■ WHAT YOU WILL DO: Return all of the lines below exactly as they are.

((

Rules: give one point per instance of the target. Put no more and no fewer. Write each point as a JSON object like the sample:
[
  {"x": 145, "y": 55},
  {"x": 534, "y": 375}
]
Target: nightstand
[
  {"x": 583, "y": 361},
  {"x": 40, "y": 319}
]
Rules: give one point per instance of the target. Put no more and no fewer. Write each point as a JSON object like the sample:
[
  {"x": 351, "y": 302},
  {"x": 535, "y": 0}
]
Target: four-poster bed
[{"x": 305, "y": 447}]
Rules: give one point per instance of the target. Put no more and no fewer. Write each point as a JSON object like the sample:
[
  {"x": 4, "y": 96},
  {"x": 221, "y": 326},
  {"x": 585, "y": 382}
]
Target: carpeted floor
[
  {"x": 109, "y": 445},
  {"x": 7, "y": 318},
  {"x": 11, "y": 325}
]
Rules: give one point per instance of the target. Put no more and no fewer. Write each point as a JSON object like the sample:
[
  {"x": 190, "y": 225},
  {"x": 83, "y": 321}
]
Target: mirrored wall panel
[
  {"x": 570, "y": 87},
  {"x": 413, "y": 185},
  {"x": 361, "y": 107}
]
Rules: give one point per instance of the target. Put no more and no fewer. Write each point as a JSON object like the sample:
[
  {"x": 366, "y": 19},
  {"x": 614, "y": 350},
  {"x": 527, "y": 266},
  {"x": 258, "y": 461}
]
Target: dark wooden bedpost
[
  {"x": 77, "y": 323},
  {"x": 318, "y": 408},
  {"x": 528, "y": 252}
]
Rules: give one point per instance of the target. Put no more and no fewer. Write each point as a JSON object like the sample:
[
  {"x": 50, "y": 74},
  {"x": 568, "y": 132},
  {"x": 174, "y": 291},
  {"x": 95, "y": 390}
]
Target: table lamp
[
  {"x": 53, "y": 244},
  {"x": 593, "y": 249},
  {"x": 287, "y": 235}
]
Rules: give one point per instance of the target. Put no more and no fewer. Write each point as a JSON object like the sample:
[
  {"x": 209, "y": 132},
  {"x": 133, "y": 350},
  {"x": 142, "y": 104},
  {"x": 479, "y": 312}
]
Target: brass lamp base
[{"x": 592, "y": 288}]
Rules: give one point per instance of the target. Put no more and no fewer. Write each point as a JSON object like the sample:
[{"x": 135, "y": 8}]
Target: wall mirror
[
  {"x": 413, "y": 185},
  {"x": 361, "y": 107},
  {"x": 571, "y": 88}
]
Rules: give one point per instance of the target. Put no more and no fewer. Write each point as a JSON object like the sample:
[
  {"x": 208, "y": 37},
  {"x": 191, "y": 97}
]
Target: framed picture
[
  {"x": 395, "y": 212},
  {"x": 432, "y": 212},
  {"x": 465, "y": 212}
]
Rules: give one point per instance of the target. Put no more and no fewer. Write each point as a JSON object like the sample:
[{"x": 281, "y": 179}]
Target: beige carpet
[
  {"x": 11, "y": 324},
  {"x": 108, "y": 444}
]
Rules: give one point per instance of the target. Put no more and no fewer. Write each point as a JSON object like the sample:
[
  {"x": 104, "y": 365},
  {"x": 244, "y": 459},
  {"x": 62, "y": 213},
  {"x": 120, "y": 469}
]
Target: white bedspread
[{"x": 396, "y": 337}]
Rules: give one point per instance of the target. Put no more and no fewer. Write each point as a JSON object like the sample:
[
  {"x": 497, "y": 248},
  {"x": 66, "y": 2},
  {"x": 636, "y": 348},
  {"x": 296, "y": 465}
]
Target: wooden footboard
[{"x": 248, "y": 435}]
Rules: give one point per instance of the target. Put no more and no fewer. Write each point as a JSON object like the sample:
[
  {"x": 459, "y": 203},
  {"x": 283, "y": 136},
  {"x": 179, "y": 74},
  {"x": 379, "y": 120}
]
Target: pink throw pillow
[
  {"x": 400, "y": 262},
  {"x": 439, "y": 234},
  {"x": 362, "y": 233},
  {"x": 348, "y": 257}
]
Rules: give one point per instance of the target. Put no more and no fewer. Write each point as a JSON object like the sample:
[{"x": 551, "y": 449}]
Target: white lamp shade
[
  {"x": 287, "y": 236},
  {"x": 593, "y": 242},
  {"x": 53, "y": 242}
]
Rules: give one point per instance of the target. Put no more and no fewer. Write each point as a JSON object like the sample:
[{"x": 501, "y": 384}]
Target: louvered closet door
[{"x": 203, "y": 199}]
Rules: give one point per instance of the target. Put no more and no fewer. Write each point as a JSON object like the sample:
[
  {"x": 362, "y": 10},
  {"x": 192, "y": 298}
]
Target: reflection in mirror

))

■ THE RESPONSE:
Rules: give one point per instance of the target. Put no more and no fewer. Write each point as a JSON object like the sample:
[
  {"x": 145, "y": 55},
  {"x": 534, "y": 375}
]
Target: nightstand
[
  {"x": 583, "y": 361},
  {"x": 40, "y": 319}
]
Rules: give one point per instance of the target. Put no more and no fewer. Write each point as a JSON object like the sample:
[
  {"x": 351, "y": 302},
  {"x": 535, "y": 0}
]
Target: four-poster bed
[{"x": 305, "y": 447}]
Rules: give one point per instance of the target. Put no more and no fewer. Write each point as a JSON object like the sample:
[
  {"x": 4, "y": 96},
  {"x": 221, "y": 326},
  {"x": 585, "y": 382}
]
Target: carpeted floor
[
  {"x": 109, "y": 445},
  {"x": 7, "y": 318},
  {"x": 11, "y": 325}
]
Rules: give one point per instance of the target. Put no more and no fewer. Write each point as a JSON object like the sample:
[
  {"x": 190, "y": 225},
  {"x": 83, "y": 321}
]
Target: mirrored wall panel
[
  {"x": 570, "y": 87},
  {"x": 413, "y": 185},
  {"x": 361, "y": 107}
]
Rules: give one point per instance of the target. Put no more and no fewer. Write each point as a JSON object like the sample:
[
  {"x": 366, "y": 19},
  {"x": 614, "y": 350},
  {"x": 527, "y": 266},
  {"x": 258, "y": 461}
]
Target: dark wooden bedpost
[
  {"x": 77, "y": 323},
  {"x": 318, "y": 408},
  {"x": 528, "y": 252}
]
Rules: give one point per instance of the target. Put no more and no fewer. Write each point as a JSON object like the sample:
[
  {"x": 50, "y": 74},
  {"x": 568, "y": 132},
  {"x": 174, "y": 291},
  {"x": 95, "y": 390}
]
Target: table lamp
[
  {"x": 53, "y": 244},
  {"x": 593, "y": 249},
  {"x": 287, "y": 235}
]
Rules: give one point per instance of the target. Put no more and no fewer. Write each point as a JSON object like the sample:
[
  {"x": 209, "y": 132},
  {"x": 133, "y": 350},
  {"x": 142, "y": 104},
  {"x": 479, "y": 312}
]
Target: brass lamp base
[{"x": 592, "y": 288}]
Rules: give one point per instance of the target. Put no more and no fewer. Write each point as a JSON object like the sample:
[{"x": 135, "y": 8}]
Target: wall mirror
[
  {"x": 413, "y": 185},
  {"x": 361, "y": 107},
  {"x": 571, "y": 88}
]
Rules: give one point per instance of the target. Put no more and no fewer. Write each point as a JSON object like the sample:
[
  {"x": 208, "y": 37},
  {"x": 191, "y": 97}
]
Target: framed picture
[
  {"x": 395, "y": 212},
  {"x": 432, "y": 212},
  {"x": 465, "y": 212}
]
Rules: give one point per instance of the target. Put no more and no fewer. Write each point as a JSON object like the sample:
[{"x": 281, "y": 179}]
Target: beige carpet
[
  {"x": 11, "y": 324},
  {"x": 108, "y": 444}
]
Rules: give one point per instance of the target. Put no more and no fewer. Write each point as a JSON object like the sample:
[
  {"x": 104, "y": 365},
  {"x": 244, "y": 459},
  {"x": 62, "y": 213},
  {"x": 120, "y": 469}
]
Target: white bedspread
[{"x": 396, "y": 337}]
Rules: give one point per instance of the target. Put no more and no fewer. Write each point as a JSON object like the sample:
[
  {"x": 497, "y": 248},
  {"x": 66, "y": 2},
  {"x": 636, "y": 348},
  {"x": 296, "y": 465}
]
Target: wooden footboard
[{"x": 248, "y": 435}]
Rules: give one point per instance of the target. Put no more and no fewer. Write each point as a JSON object like the sample:
[
  {"x": 459, "y": 203},
  {"x": 283, "y": 136},
  {"x": 179, "y": 74},
  {"x": 379, "y": 120}
]
Target: pink throw pillow
[
  {"x": 400, "y": 262},
  {"x": 439, "y": 234},
  {"x": 362, "y": 233},
  {"x": 348, "y": 257}
]
Rules: give one point per instance of the target. Put no more and no fewer. Write each point as a JSON object like the sample:
[{"x": 551, "y": 449}]
Target: white lamp shade
[
  {"x": 287, "y": 236},
  {"x": 593, "y": 242},
  {"x": 53, "y": 242}
]
Rules: give one point per instance of the target. Put no more and no fewer. Write each point as a JSON object like the sample:
[{"x": 501, "y": 384}]
Target: louvered closet door
[{"x": 203, "y": 199}]
Rules: give one point per instance of the target. Put no more and no fewer. Write each point as a JSON object like the sample:
[
  {"x": 362, "y": 10},
  {"x": 192, "y": 298}
]
Target: reflection in mirror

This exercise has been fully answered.